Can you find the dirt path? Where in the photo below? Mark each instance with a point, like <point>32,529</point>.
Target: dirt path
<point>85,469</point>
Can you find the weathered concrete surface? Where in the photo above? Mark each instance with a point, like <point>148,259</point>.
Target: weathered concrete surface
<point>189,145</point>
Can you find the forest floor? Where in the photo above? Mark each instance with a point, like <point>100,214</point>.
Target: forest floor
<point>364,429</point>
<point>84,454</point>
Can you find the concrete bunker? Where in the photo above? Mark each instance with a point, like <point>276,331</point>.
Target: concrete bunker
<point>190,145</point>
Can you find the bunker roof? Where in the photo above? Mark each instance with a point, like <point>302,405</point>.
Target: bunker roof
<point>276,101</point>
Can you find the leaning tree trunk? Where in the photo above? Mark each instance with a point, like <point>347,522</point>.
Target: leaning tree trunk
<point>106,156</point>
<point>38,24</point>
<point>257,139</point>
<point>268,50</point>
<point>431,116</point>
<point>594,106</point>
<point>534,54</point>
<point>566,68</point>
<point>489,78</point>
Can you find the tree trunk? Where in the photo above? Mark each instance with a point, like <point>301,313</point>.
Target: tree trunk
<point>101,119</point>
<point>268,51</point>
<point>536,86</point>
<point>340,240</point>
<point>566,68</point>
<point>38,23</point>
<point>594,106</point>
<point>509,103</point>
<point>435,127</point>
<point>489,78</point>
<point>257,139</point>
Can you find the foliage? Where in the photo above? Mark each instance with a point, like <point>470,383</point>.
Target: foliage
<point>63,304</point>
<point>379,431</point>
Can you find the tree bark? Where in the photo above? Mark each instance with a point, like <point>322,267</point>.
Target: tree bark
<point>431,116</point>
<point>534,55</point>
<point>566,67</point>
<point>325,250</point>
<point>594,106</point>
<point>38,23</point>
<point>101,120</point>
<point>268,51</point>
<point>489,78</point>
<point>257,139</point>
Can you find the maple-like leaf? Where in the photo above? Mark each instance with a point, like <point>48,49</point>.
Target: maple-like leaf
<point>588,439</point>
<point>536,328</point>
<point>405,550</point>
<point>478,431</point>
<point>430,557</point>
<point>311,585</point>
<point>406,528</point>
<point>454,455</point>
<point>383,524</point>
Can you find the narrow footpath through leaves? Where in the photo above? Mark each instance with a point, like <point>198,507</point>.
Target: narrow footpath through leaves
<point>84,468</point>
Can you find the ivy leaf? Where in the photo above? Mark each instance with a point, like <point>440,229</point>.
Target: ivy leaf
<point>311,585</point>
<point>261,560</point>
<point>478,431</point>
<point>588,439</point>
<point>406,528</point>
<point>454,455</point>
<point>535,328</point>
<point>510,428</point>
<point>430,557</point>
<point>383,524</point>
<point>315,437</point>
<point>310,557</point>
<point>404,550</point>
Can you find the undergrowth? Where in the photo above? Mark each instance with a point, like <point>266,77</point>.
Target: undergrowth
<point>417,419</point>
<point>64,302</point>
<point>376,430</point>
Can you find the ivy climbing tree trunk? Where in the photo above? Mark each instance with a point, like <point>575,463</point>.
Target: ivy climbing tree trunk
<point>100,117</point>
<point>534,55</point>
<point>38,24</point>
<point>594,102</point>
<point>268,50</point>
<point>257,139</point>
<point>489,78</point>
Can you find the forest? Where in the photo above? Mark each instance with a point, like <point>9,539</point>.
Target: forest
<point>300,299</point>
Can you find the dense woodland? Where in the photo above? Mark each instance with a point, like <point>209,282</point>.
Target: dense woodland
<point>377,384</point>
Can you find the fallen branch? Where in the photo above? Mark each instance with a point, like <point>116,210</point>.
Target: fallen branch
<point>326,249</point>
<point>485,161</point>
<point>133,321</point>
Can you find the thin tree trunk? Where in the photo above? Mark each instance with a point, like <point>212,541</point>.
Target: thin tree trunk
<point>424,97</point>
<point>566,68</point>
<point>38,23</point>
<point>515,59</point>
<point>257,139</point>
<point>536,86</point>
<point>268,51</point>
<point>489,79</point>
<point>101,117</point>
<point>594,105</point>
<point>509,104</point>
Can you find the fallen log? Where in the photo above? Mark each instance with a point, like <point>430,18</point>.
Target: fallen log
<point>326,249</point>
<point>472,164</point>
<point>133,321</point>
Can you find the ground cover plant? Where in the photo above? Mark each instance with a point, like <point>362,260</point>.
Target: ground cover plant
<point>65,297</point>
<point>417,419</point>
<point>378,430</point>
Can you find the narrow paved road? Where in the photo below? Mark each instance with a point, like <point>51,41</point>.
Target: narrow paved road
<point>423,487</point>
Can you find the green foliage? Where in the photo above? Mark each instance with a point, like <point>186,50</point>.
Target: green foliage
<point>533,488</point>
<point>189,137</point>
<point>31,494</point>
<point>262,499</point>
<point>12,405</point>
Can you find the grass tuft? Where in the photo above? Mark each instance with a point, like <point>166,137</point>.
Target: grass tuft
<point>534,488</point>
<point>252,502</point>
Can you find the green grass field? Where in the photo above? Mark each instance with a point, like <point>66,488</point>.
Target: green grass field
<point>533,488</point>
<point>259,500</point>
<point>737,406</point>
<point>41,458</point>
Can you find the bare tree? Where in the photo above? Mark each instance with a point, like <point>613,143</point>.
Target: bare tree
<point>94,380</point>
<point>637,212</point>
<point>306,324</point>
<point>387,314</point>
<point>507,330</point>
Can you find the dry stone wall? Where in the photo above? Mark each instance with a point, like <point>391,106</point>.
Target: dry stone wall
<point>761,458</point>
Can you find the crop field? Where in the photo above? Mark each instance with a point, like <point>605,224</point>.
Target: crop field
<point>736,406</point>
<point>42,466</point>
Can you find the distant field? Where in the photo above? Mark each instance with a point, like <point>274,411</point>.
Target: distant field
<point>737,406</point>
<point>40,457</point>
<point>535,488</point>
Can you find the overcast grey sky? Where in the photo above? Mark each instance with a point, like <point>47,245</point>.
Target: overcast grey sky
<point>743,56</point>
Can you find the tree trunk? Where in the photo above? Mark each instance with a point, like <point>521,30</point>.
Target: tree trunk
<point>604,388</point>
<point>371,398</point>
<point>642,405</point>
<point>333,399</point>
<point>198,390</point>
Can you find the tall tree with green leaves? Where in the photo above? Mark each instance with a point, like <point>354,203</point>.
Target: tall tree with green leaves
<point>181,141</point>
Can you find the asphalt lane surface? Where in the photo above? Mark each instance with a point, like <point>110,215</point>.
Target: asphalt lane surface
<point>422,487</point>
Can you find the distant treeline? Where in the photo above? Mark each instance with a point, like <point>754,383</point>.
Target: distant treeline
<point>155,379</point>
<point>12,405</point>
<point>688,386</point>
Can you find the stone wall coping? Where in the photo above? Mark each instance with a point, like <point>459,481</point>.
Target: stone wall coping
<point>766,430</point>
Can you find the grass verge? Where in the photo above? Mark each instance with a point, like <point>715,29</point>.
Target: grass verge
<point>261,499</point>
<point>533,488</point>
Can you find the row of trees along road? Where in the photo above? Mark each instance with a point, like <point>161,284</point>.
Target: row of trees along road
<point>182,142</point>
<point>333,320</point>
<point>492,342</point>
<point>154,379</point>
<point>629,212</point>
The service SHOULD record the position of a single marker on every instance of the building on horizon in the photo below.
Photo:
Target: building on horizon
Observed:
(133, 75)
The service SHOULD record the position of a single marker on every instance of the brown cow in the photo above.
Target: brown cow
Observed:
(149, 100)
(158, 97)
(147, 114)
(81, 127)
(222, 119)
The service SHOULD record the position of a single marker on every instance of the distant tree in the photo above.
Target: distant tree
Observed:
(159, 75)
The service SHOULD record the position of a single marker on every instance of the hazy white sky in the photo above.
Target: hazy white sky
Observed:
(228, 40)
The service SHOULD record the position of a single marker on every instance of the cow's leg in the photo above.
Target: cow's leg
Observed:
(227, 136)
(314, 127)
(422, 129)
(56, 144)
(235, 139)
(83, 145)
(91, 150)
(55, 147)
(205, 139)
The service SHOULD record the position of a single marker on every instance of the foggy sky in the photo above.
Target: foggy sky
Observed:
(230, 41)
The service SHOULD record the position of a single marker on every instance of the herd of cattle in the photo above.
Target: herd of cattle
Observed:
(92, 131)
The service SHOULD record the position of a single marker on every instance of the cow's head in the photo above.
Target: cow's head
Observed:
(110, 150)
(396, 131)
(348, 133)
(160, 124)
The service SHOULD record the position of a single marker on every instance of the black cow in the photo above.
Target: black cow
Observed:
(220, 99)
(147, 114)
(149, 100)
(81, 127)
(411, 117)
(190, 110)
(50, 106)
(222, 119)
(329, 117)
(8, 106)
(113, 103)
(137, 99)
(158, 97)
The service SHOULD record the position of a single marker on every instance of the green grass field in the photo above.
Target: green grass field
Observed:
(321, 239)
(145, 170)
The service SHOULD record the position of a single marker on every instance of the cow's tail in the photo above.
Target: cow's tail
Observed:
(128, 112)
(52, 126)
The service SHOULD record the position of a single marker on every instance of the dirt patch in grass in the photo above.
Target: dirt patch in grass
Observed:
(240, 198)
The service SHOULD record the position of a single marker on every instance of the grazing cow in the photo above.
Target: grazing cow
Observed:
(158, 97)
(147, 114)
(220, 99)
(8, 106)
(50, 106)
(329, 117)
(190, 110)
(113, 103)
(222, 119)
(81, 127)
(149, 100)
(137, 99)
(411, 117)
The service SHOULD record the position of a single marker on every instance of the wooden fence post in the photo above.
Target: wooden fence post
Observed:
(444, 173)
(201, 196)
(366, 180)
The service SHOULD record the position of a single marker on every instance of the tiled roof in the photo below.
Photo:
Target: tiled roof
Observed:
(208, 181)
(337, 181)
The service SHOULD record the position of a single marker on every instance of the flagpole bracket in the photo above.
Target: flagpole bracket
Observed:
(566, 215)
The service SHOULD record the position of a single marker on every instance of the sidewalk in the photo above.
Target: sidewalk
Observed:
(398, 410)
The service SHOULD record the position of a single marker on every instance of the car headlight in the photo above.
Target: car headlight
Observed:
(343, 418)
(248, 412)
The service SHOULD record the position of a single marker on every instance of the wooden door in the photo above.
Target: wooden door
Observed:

# Work item:
With the line holding "Target: tree bark" as the first and the line holding "Can you find the ivy leaf?" as the last, please transcribe exactly the lines of the material above in that range and nothing else.

# Answer for this exercise:
Target: tree bark
<point>431,116</point>
<point>534,55</point>
<point>566,67</point>
<point>325,250</point>
<point>594,106</point>
<point>38,23</point>
<point>101,120</point>
<point>268,51</point>
<point>489,78</point>
<point>257,139</point>
Can you find the maple-like leaf? Where in the photo above? Mark each instance with a point, like <point>48,49</point>.
Target: maple-like leaf
<point>588,439</point>
<point>536,328</point>
<point>405,550</point>
<point>478,431</point>
<point>430,557</point>
<point>311,585</point>
<point>406,528</point>
<point>454,455</point>
<point>383,524</point>
Can you find the narrow footpath through leaves? Where in the photo above? Mark each instance with a point, like <point>198,507</point>.
Target: narrow footpath through leaves
<point>84,468</point>
Can you find the ivy leaf? Where in the photo above? Mark each instance with a point, like <point>440,229</point>.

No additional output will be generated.